On May 10, 2024, Jonathan Cook published an article on Substack entitled “Biden’s war on Gaza is now a war on truth and the right to protest. The media’s role is to draw attention away from what the students are protesting – complicity in genocide – and engineer a moral panic to leave the genocide undisturbed”. The topic was timely and essential, but for me, it raised another issue, a political reality that is utterly ignored, one that deals with the fact that the relevant political division today is not between right and left, or between liberals and progressives versus conservatives, but between Deep State minions and tools, and the populists who oppose them. Two definitions are essential in understanding the foregoing, the definition of what we mean when we use the terms “Deep State” and “populists”.
The Deep State is an informal but profound alliance between the military industrial complex (against which president Dwight David Eisenhower warned us in November of 1960); the intelligence agencies of the United States, the United Kingdom and the State of Israel, plus their counterparts in diverse NATO member states; the traditional mass media in the United States and in US allies; the Democratic Party; and, traditionalist members of the Republican Party such as the Bush Family, the Cheney family, the McCain family and their political allies. The Deep State has riddled the federal government at all levels with moles, i.e. unelected bureaucrats, especially in the Department of Justice and its state and local level analogues, and throughout the federal judiciary; moles who carry out the orders of their billionaire masters rather than those of the people we elect to run our government, unless, of course, those interests coincide. Populists, from both the left and the right wings of the political spectrum, are individuals and organizations who believe deeply in democracy and liberty, but believe that the formal governmental institutions responsible for guaranteeing such concepts are inept and corrupt, and thus, they have little faith in the traditional political castes.
The Deep State manages to hold unto dictatorial power (i.e., control of legislative, executive, judicial, police and electoral functions) by keeping the populists divided based on fringe issues, most notably abortion and the right to bear arms, and by focusing attention on polarizing issues such as race, gender, sexual preferences, national origins, religion (and its absence) and the fake war on terror. Under the Biden administration, the Deep State has criminalized the right to protest, unless, as in the case of the Black Lives Matter rights, the protests serve their domestic political aspirations.

Data entries:
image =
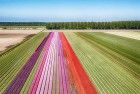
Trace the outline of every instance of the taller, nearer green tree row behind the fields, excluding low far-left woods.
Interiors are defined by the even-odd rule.
[[[140,29],[140,21],[119,22],[52,22],[47,29]]]

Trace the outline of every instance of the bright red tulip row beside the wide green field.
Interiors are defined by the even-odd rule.
[[[62,45],[64,48],[65,57],[68,63],[71,76],[71,86],[73,90],[76,90],[78,94],[96,94],[96,88],[93,86],[92,82],[89,80],[88,75],[84,71],[79,59],[74,53],[72,47],[70,46],[68,40],[63,33],[60,33]]]

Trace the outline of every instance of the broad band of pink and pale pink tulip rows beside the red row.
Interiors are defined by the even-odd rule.
[[[38,67],[29,94],[70,94],[66,60],[59,33],[52,33],[50,46],[46,48],[44,57]]]

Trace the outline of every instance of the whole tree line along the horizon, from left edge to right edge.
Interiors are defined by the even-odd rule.
[[[0,22],[0,26],[46,26],[47,29],[140,29],[140,21]]]

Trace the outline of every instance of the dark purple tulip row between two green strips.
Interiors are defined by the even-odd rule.
[[[51,33],[50,33],[51,34]],[[4,94],[19,94],[24,83],[26,82],[29,74],[31,73],[44,45],[46,44],[50,34],[44,38],[39,47],[35,50],[31,58],[23,66],[23,68],[16,75],[15,79],[10,83],[10,85],[5,90]]]

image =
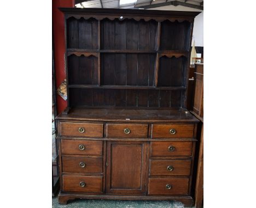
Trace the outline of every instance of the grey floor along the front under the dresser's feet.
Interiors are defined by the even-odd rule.
[[[53,208],[183,208],[178,201],[126,201],[126,200],[93,200],[75,199],[67,205],[58,204],[53,197]]]

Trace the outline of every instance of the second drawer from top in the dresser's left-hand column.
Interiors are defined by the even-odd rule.
[[[102,155],[102,141],[61,139],[61,153],[69,155]]]

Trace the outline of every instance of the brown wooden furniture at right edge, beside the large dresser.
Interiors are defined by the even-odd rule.
[[[191,113],[200,120],[197,131],[197,144],[195,154],[195,207],[203,204],[203,64],[195,64],[193,110]]]

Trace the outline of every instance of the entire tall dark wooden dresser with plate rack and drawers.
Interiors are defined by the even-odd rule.
[[[57,117],[59,203],[87,198],[192,205],[198,120],[186,103],[199,13],[61,11],[68,107]]]

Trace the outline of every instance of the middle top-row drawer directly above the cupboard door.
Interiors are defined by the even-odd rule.
[[[107,137],[148,137],[148,124],[107,124]]]

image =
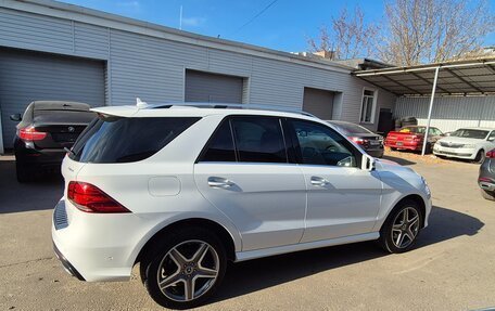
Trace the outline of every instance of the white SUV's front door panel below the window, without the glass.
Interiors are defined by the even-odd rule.
[[[302,242],[372,230],[380,207],[377,172],[354,167],[301,166],[307,186],[306,231]]]

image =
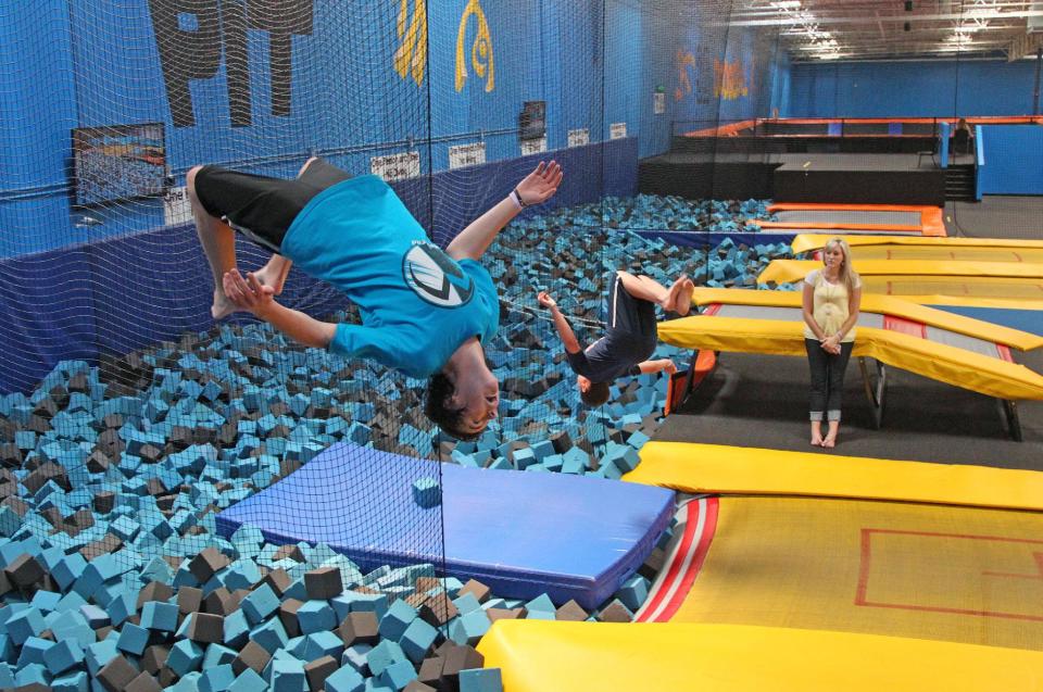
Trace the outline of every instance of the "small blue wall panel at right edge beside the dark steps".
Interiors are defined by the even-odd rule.
[[[1043,194],[1043,127],[983,125],[982,194]]]

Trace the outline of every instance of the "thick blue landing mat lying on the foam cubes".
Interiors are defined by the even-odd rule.
[[[247,524],[273,543],[324,542],[364,570],[442,564],[441,537],[429,530],[439,511],[412,496],[413,480],[432,470],[427,460],[336,444],[223,511],[217,531],[229,537]],[[644,562],[674,512],[674,492],[663,488],[454,464],[441,471],[447,574],[512,599],[546,593],[596,607]],[[366,498],[367,516],[394,516],[393,525],[331,521],[329,507],[348,489]]]

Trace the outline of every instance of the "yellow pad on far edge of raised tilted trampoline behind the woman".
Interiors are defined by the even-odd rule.
[[[766,291],[743,288],[696,288],[692,302],[696,305],[722,303],[725,305],[765,305],[770,307],[800,307],[802,295],[797,291]],[[892,295],[866,293],[862,297],[862,312],[892,315],[918,322],[940,329],[947,329],[968,337],[993,343],[1002,343],[1021,351],[1031,351],[1043,345],[1043,337],[1018,329],[1010,329],[980,319],[972,319],[934,310],[919,303]]]

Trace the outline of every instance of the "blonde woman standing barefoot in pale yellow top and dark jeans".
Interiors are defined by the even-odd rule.
[[[862,280],[851,268],[851,248],[833,238],[822,249],[822,268],[804,279],[804,347],[812,370],[812,444],[832,449],[840,430],[844,370],[855,342]],[[822,437],[822,419],[828,423]]]

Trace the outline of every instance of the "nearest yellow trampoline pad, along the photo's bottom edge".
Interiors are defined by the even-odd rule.
[[[499,620],[504,692],[1039,690],[1043,653],[749,625]]]

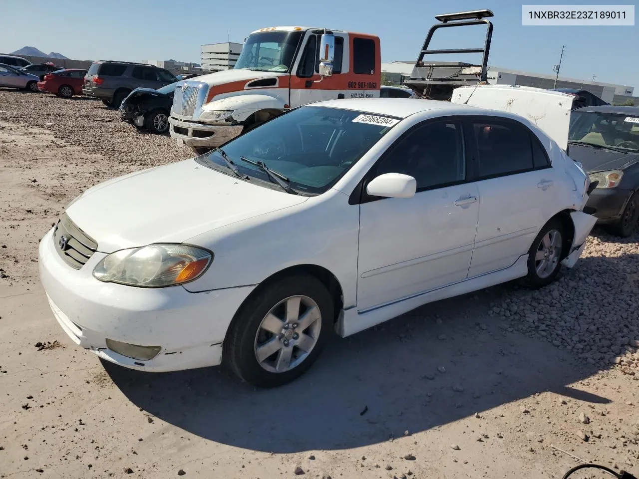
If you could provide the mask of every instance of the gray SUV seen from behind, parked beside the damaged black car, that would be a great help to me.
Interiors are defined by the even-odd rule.
[[[84,77],[82,93],[118,108],[135,88],[158,89],[178,81],[173,73],[146,63],[94,61]]]

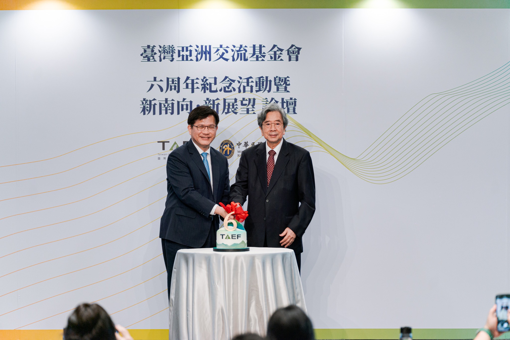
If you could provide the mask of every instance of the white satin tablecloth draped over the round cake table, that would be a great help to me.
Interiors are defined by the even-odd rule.
[[[255,248],[177,251],[170,289],[170,340],[230,340],[266,334],[272,313],[295,304],[307,311],[294,251]]]

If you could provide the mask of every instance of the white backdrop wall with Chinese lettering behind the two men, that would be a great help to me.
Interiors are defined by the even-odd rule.
[[[250,97],[254,112],[263,98],[296,98],[291,117],[356,158],[427,95],[505,65],[509,19],[488,9],[0,12],[0,329],[62,328],[82,301],[130,328],[167,328],[164,157],[189,139],[187,114],[144,115],[143,98],[195,106]],[[298,61],[284,50],[277,62],[141,62],[147,44],[156,53],[211,45],[212,60],[220,44],[301,50]],[[290,85],[233,96],[184,84],[146,92],[154,77],[187,76],[282,76]],[[356,176],[288,127],[290,142],[317,151],[301,271],[316,328],[482,324],[494,295],[510,288],[509,114],[495,110],[387,184]],[[261,141],[254,119],[220,114],[213,146],[241,143],[231,177],[244,142]],[[165,151],[157,141],[169,141]]]

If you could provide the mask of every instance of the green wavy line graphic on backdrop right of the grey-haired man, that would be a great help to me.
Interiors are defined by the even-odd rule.
[[[288,117],[311,139],[308,142],[317,144],[354,175],[373,184],[388,184],[410,174],[455,137],[509,102],[510,62],[465,85],[429,94],[356,158],[335,150]]]

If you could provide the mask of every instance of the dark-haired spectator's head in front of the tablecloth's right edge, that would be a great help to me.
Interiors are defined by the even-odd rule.
[[[276,309],[267,324],[268,340],[314,340],[312,321],[298,306]]]

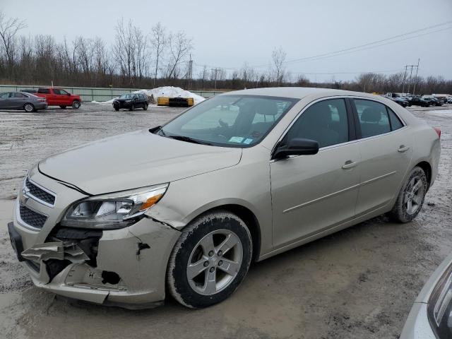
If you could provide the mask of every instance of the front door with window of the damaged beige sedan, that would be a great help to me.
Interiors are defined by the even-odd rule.
[[[355,215],[359,148],[345,99],[323,100],[306,109],[281,141],[319,142],[316,155],[270,162],[275,249],[328,230]]]

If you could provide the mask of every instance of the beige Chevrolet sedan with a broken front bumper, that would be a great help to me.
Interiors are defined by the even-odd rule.
[[[376,95],[262,88],[30,169],[8,225],[38,287],[99,304],[229,297],[253,261],[382,213],[409,222],[440,131]]]

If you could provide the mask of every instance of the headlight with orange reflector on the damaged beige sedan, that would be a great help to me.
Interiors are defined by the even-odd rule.
[[[127,227],[143,218],[167,190],[168,184],[92,196],[74,203],[61,220],[61,226],[112,230]]]

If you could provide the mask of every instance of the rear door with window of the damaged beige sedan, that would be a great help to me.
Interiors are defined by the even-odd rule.
[[[356,214],[385,207],[398,194],[412,157],[412,133],[381,102],[354,99],[361,154]],[[386,206],[387,207],[387,206]]]

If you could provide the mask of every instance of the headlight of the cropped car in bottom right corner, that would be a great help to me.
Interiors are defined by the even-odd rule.
[[[427,307],[430,326],[437,338],[451,338],[452,333],[452,265],[444,271],[434,287]]]

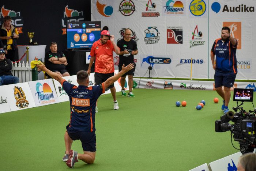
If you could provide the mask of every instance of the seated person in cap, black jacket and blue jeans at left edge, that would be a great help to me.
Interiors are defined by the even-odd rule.
[[[19,78],[12,76],[12,65],[12,61],[5,58],[5,50],[0,49],[0,86],[19,83]]]

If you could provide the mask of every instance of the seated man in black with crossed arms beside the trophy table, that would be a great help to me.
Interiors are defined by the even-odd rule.
[[[70,76],[66,70],[67,59],[63,52],[57,51],[57,43],[50,44],[50,51],[45,54],[45,66],[60,76]]]

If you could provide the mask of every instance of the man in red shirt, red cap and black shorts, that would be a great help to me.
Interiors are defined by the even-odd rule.
[[[87,70],[87,73],[90,75],[91,66],[95,60],[95,85],[103,83],[109,77],[114,75],[113,51],[116,52],[117,55],[120,53],[120,49],[114,42],[114,35],[110,35],[109,31],[103,30],[101,32],[101,39],[95,41],[91,47],[91,59]],[[114,110],[118,110],[119,107],[116,100],[116,88],[114,87],[114,83],[111,84],[108,88],[110,88],[114,100]],[[95,111],[98,112],[97,105]]]

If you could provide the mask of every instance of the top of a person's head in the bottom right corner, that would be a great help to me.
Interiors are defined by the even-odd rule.
[[[237,171],[256,171],[256,153],[246,153],[240,157]]]

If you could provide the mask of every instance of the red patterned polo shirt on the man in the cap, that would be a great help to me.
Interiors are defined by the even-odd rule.
[[[106,44],[101,44],[101,39],[95,41],[91,47],[91,56],[95,56],[95,72],[98,73],[113,73],[114,72],[114,59],[113,51],[114,46],[110,40]]]

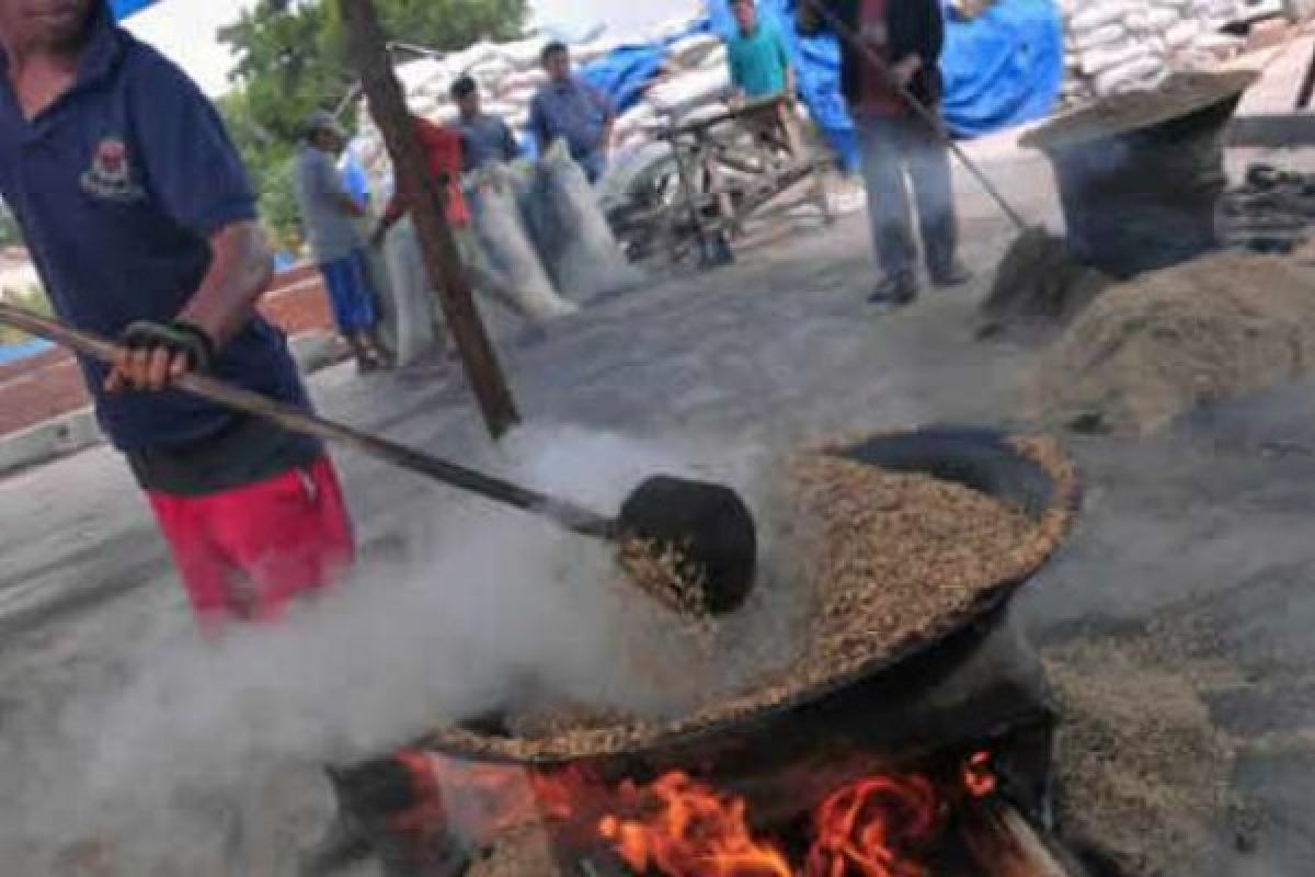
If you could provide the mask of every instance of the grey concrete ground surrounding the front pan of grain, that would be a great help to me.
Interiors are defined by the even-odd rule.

* Assignment 1
Give again, word for word, the part of the commentary that opens with the words containing "The Deep State manages" and closes with "domestic political aspirations.".
* Assignment 2
According to the commentary, in what month and year did Dwight David Eisenhower warn about the military industrial complex?

* Expected answer 1
The Deep State manages to hold unto dictatorial power (i.e., control of legislative, executive, judicial, police and electoral functions) by keeping the populists divided based on fringe issues, most notably abortion and the right to bear arms, and by focusing attention on polarizing issues such as race, gender, sexual preferences, national origins, religion (and its absence) and the fake war on terror. Under the Biden administration, the Deep State has criminalized the right to protest, unless, as in the case of the Black Lives Matter rights, the protests serve their domestic political aspirations.

* Expected answer 2
November of 1960